Excerpts of annotation records

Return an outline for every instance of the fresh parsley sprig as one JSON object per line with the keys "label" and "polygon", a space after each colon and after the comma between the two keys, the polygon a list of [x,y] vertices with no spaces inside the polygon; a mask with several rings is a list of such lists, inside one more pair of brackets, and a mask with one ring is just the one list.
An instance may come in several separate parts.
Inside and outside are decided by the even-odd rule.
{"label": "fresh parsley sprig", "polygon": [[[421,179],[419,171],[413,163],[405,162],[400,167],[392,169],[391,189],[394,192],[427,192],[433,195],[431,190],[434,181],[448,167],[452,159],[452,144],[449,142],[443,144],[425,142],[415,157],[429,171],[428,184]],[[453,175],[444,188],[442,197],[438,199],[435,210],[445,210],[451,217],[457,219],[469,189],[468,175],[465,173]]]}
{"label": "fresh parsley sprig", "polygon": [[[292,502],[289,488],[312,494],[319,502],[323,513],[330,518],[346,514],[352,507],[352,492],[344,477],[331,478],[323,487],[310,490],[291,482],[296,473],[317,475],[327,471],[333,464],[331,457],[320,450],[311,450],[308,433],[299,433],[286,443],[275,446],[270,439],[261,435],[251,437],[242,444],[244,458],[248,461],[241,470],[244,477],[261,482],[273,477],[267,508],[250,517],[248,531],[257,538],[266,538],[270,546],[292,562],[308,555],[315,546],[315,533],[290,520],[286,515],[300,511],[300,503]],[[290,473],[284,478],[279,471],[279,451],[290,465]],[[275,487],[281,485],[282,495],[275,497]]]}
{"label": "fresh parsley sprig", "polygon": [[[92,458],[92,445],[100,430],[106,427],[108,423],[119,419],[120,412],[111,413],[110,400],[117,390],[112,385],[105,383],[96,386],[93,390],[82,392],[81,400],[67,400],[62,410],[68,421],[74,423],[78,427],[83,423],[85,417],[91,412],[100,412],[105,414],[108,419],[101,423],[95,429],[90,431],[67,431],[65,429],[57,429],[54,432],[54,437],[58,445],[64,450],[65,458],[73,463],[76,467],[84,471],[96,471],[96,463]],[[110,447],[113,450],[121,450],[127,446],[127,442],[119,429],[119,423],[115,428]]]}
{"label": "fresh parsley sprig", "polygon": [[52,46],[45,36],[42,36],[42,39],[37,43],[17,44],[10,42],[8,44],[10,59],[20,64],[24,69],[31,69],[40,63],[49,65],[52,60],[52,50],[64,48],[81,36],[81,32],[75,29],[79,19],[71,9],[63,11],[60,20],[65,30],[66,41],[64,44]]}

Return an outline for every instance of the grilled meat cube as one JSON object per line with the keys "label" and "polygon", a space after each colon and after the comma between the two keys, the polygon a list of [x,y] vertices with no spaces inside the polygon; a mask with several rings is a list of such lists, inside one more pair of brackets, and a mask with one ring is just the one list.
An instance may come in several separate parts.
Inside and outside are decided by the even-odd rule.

YOUR TASK |
Reproduce all of the data above line for line, with no changes.

ANSWER TO THIS EXERCISE |
Return an outline for every instance of the fresh parsley sprig as one JSON object per line with the keys "label" and "polygon", a space after each colon and after the comma between the two keys, the polygon a list of [x,y] vertices with no spaces inside the polygon; a mask with several rings is a list of such lists, inside one more pair of brackets, and a mask with one ring is just the one list.
An instance may come in several separate parts.
Inside and outside are decided by the even-odd rule.
{"label": "fresh parsley sprig", "polygon": [[[421,179],[419,171],[413,163],[405,162],[400,167],[392,169],[391,189],[394,192],[427,192],[433,195],[431,190],[434,181],[448,167],[452,159],[452,144],[449,142],[443,144],[425,142],[415,157],[429,171],[428,184]],[[453,175],[444,188],[442,197],[438,199],[435,210],[445,210],[451,217],[457,219],[469,189],[468,175],[465,173]]]}
{"label": "fresh parsley sprig", "polygon": [[[292,502],[289,488],[312,494],[319,502],[323,513],[330,518],[346,514],[352,507],[352,492],[344,477],[331,478],[323,487],[310,490],[291,482],[296,473],[317,475],[327,471],[333,464],[331,457],[320,450],[311,450],[308,433],[299,433],[286,443],[275,446],[270,439],[261,435],[251,437],[242,444],[244,458],[248,461],[241,470],[244,477],[261,482],[273,477],[267,508],[250,517],[248,531],[257,538],[266,538],[270,546],[292,562],[308,555],[315,546],[315,533],[290,520],[286,515],[300,511],[300,503]],[[290,473],[284,478],[279,471],[279,451],[290,465]],[[275,487],[281,485],[282,495],[275,497]]]}
{"label": "fresh parsley sprig", "polygon": [[[92,458],[92,445],[100,430],[106,427],[108,423],[119,419],[120,412],[111,413],[110,400],[117,390],[112,385],[105,383],[96,386],[93,390],[82,392],[81,400],[67,400],[62,410],[68,421],[74,423],[78,427],[83,423],[85,417],[91,412],[100,412],[105,414],[108,419],[101,423],[95,429],[90,431],[67,431],[65,429],[57,429],[54,432],[54,437],[58,445],[64,450],[65,458],[73,463],[76,467],[84,471],[96,471],[96,463]],[[110,447],[113,450],[121,450],[127,446],[127,442],[119,429],[119,423],[115,428]]]}
{"label": "fresh parsley sprig", "polygon": [[52,46],[45,36],[42,36],[42,39],[37,43],[17,44],[10,42],[8,44],[10,59],[20,64],[24,69],[31,69],[40,63],[49,65],[52,60],[52,50],[64,48],[81,36],[81,32],[75,29],[79,19],[71,9],[63,11],[60,20],[65,30],[66,41],[64,44]]}

Return an outline for every instance of the grilled meat cube as one JSON object per line with the keys "label" and "polygon", a space after each colon and after the comma between the two keys, the polygon a list of [x,y] vertices with no spaces inside the polygon; a mask with several rings is a list of such lists, inside one more pair of brackets, and a mask with one ring is just the one list.
An instance may come in several separate parts.
Inside and outside are decided by the even-odd rule.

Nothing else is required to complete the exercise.